Stored data:
□ □ □ □ □ □ □

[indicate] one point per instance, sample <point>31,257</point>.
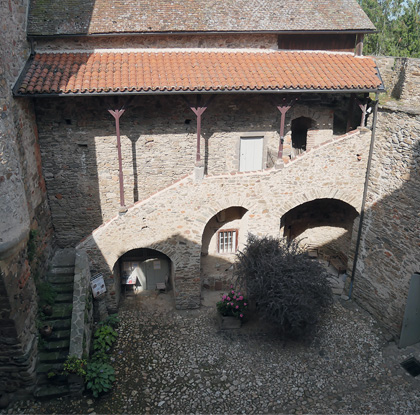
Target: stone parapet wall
<point>173,220</point>
<point>232,41</point>
<point>158,141</point>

□ □ □ □ □ □ □

Reproduce the records with "stone" swapped for "brick" and everything else unchanged, omitting the pictures.

**Final result:**
[indicate] one point per instance, sample <point>31,257</point>.
Target: brick parapet wall
<point>173,220</point>
<point>232,41</point>
<point>158,141</point>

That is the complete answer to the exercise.